Task data:
* * * *

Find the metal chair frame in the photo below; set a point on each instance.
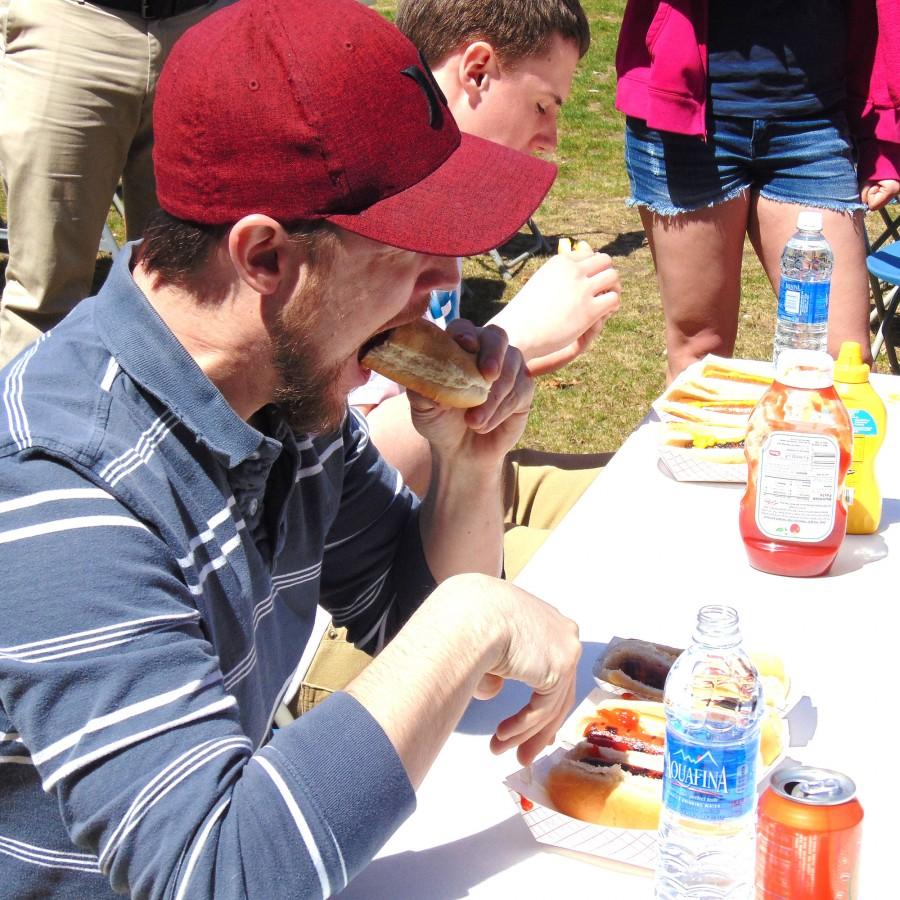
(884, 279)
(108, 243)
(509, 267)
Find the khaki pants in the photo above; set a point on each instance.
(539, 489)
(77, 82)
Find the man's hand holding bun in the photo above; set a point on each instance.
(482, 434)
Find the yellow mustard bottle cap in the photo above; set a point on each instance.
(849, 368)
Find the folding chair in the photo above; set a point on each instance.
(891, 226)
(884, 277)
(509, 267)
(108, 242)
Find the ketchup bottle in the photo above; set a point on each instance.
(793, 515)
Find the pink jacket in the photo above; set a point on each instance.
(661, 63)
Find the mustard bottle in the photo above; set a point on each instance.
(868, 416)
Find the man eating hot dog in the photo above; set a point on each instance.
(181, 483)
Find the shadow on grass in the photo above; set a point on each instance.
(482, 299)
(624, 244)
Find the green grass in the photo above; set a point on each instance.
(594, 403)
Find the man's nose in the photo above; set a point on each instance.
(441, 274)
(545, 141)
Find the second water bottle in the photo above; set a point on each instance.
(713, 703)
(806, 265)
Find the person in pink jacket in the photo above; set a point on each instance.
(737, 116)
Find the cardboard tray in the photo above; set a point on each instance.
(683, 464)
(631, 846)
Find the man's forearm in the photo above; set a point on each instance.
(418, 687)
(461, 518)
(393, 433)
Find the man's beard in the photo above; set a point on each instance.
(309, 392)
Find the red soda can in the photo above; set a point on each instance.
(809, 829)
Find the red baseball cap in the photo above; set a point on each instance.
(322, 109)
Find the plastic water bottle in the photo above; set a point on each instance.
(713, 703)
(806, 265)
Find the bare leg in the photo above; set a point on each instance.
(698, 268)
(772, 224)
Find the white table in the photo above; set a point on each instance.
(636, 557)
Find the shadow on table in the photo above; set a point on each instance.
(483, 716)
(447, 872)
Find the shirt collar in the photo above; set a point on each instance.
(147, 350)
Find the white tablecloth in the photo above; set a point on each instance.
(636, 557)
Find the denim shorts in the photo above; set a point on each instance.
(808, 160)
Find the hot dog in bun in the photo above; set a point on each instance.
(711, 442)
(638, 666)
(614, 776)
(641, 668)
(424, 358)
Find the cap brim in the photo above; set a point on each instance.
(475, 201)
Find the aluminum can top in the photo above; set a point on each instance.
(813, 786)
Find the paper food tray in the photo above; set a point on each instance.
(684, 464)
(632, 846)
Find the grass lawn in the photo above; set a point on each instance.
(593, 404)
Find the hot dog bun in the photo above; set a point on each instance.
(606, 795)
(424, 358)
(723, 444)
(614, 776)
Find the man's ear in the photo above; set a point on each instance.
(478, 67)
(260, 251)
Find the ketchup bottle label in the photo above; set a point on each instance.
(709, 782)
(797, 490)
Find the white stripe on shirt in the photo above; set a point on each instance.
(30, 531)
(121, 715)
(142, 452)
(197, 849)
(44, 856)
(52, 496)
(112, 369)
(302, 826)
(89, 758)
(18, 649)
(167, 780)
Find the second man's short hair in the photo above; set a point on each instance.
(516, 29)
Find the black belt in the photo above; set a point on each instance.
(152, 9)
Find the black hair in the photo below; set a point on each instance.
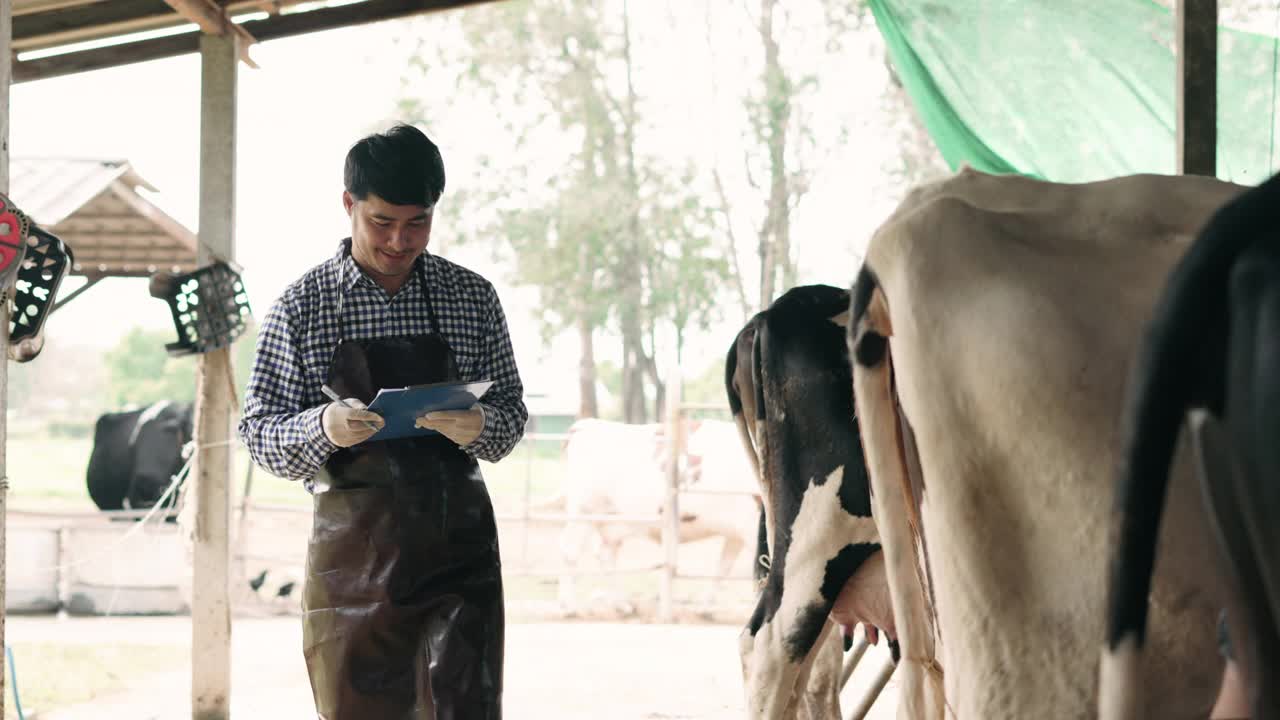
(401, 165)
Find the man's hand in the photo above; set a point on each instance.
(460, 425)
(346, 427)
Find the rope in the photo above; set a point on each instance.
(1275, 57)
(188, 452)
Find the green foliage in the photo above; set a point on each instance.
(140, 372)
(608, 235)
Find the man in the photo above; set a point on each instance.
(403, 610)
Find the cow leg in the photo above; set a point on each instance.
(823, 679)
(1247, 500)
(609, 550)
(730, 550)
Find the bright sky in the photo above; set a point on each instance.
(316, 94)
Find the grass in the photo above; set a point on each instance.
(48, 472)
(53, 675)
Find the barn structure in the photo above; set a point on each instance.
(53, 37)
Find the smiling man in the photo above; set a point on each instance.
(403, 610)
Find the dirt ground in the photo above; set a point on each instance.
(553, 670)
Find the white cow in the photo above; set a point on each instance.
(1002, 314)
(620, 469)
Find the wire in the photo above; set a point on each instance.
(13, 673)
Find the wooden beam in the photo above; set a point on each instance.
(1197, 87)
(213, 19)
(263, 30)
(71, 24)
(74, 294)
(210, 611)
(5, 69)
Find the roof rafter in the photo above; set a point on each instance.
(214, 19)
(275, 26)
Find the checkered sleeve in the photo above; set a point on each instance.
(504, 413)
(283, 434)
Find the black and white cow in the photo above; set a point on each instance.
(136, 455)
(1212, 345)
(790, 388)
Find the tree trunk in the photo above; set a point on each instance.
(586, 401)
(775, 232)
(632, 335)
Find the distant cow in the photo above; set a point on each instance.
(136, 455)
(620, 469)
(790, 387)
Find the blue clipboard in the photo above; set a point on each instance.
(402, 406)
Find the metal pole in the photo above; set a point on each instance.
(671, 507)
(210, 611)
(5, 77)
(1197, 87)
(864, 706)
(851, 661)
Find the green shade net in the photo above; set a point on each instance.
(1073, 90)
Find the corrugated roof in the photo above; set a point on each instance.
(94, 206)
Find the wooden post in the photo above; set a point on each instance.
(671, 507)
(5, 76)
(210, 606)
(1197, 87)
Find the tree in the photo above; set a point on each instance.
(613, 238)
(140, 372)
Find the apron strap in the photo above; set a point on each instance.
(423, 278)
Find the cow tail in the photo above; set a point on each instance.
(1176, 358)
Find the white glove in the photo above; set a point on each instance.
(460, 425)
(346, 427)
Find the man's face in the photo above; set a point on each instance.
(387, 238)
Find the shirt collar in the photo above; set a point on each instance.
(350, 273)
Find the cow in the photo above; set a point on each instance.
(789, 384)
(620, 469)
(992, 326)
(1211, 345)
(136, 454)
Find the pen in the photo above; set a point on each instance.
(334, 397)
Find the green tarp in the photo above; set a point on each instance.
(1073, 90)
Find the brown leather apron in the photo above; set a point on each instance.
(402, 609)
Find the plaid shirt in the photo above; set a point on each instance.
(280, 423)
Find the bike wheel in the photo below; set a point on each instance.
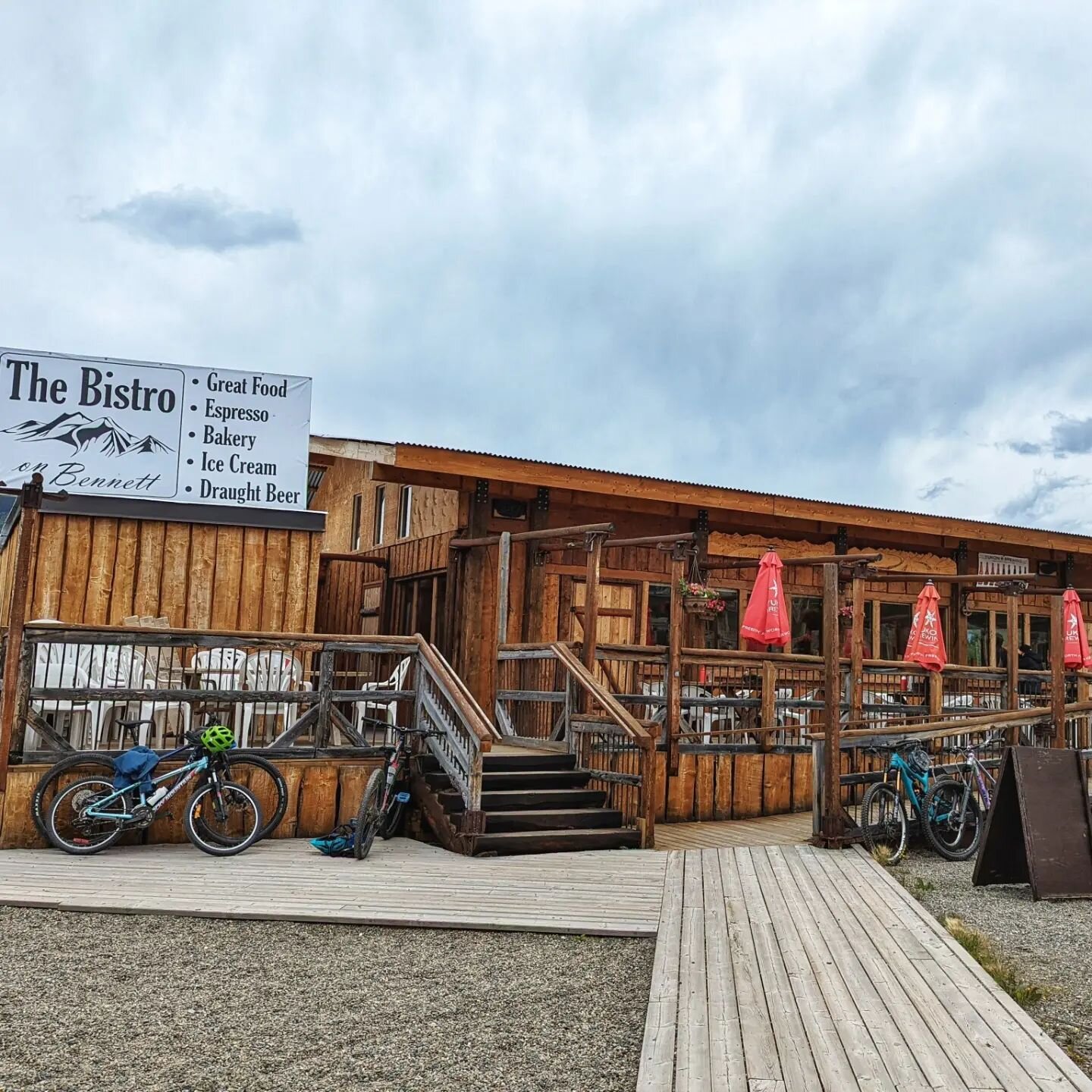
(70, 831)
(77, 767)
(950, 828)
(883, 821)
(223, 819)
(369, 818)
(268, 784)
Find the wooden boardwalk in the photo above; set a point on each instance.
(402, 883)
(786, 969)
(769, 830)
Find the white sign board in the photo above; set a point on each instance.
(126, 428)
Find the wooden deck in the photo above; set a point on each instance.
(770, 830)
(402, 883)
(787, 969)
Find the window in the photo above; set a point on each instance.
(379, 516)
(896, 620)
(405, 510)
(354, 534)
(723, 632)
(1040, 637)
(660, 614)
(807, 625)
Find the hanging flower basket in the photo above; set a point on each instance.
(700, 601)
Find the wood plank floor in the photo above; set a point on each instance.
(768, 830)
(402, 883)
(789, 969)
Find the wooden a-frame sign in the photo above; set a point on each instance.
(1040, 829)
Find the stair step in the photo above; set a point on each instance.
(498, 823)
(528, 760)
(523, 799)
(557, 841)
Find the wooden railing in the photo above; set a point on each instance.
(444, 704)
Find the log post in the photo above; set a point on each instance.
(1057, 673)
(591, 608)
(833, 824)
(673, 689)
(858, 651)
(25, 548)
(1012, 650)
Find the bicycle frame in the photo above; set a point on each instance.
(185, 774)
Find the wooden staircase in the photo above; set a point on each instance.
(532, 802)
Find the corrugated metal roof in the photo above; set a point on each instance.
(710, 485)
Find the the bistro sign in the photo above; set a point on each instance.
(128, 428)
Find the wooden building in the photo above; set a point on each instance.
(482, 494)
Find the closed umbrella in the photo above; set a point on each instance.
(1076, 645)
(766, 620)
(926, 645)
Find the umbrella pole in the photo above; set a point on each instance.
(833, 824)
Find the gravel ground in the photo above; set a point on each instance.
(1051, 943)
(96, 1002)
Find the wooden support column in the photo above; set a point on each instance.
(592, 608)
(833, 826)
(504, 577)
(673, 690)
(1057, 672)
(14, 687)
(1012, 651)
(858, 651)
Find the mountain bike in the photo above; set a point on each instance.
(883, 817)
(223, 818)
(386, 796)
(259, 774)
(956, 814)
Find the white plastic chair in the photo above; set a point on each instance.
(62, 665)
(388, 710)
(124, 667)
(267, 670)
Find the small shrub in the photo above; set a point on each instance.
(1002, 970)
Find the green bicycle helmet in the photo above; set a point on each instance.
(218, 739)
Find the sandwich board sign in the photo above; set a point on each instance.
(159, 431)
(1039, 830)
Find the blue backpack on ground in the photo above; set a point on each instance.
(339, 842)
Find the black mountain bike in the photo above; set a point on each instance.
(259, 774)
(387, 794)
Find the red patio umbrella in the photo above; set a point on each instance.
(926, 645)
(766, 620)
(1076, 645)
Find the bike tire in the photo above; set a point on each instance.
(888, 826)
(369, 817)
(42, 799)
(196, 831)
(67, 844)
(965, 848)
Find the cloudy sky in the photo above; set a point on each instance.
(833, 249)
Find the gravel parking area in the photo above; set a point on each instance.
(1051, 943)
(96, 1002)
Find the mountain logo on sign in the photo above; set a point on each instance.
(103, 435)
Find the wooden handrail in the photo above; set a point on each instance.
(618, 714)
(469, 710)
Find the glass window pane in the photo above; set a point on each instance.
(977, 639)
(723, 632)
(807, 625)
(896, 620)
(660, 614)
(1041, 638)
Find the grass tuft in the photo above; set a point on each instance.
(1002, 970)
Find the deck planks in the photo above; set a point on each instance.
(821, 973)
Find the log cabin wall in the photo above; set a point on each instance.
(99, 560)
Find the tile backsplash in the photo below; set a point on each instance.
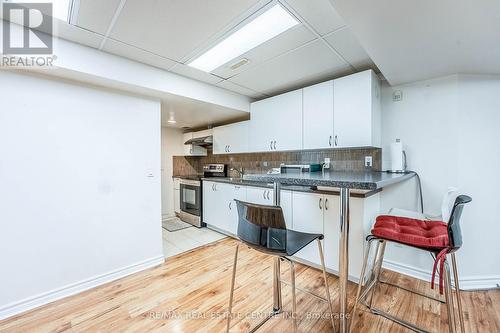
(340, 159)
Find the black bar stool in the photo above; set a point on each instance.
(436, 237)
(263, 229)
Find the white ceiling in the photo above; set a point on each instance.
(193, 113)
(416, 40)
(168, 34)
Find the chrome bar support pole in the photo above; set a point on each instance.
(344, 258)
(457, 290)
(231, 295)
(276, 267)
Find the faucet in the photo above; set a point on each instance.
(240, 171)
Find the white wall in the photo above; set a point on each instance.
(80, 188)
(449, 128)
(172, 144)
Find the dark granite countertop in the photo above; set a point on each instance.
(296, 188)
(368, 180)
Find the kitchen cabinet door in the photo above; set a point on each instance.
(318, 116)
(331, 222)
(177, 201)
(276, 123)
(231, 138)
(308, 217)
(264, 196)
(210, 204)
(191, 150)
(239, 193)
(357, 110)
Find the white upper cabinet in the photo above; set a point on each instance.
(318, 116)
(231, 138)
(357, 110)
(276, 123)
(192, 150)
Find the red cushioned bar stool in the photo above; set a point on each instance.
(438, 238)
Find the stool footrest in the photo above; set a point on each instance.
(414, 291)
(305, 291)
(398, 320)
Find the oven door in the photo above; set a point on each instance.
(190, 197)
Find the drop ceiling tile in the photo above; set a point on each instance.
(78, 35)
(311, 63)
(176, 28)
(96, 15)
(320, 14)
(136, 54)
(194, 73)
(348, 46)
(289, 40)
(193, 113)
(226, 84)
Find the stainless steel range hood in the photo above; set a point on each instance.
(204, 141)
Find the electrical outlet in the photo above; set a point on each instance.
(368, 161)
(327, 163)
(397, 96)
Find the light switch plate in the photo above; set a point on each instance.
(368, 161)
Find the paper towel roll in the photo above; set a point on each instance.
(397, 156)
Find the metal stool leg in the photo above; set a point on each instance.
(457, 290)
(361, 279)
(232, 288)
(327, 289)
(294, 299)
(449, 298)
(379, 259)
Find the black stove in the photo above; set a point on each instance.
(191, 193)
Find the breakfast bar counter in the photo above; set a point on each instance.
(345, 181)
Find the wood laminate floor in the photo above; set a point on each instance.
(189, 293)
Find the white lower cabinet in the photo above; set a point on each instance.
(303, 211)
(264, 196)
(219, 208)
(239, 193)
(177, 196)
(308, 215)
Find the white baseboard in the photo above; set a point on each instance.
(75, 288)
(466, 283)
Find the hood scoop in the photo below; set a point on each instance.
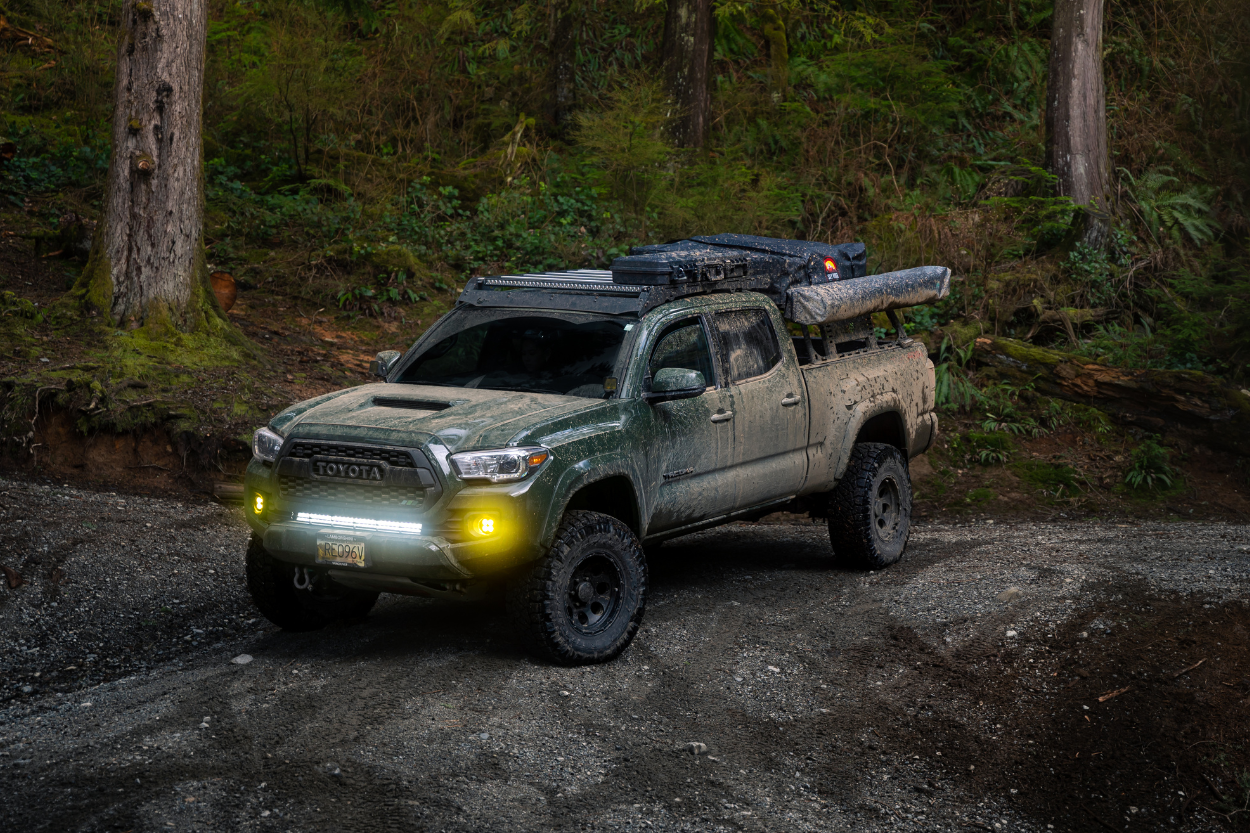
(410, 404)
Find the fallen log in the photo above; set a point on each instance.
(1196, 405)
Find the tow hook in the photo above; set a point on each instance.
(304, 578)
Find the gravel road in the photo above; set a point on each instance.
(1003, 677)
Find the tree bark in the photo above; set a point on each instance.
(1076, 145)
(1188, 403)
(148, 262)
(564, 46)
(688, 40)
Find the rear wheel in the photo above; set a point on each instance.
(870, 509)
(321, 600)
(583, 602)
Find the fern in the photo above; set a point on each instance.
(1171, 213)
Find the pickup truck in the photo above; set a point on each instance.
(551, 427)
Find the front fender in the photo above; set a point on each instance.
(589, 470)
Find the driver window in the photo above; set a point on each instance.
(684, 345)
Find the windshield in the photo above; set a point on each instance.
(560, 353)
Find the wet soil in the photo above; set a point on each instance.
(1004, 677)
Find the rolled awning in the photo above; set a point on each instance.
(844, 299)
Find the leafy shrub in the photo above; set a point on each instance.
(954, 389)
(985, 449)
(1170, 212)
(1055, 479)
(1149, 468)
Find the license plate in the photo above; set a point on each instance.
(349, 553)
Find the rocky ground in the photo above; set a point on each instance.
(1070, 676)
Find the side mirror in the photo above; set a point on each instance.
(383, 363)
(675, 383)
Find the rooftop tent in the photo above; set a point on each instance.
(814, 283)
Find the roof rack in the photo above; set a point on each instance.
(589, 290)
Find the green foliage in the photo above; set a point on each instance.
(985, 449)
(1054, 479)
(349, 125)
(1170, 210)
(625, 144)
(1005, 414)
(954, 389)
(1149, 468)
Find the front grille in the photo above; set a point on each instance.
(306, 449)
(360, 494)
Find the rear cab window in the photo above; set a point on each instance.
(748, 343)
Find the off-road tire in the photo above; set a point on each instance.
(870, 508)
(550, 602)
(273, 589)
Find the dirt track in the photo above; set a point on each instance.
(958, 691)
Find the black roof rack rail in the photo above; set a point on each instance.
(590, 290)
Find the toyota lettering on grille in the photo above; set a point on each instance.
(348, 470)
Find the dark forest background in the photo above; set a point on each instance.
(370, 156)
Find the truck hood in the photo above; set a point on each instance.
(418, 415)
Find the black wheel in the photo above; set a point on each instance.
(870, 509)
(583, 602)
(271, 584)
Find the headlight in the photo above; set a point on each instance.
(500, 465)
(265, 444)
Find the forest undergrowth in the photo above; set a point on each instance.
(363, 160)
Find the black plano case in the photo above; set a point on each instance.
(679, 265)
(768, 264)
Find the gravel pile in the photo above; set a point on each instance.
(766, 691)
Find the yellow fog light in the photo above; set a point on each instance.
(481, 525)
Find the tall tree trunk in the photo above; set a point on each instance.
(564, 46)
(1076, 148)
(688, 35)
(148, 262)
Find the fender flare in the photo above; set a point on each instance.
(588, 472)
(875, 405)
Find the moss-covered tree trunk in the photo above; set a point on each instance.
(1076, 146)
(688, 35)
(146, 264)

* * * *

Problem details:
Using the listing above, return exactly, and only, the lines from the one that contains "Find the fender" through its last line, both included.

Task result:
Find the fender flare in the photo above; set a point on each instance.
(588, 472)
(875, 405)
Find the moss-covered tree trunk in the photo above; set a point on each instance.
(1076, 146)
(688, 35)
(146, 264)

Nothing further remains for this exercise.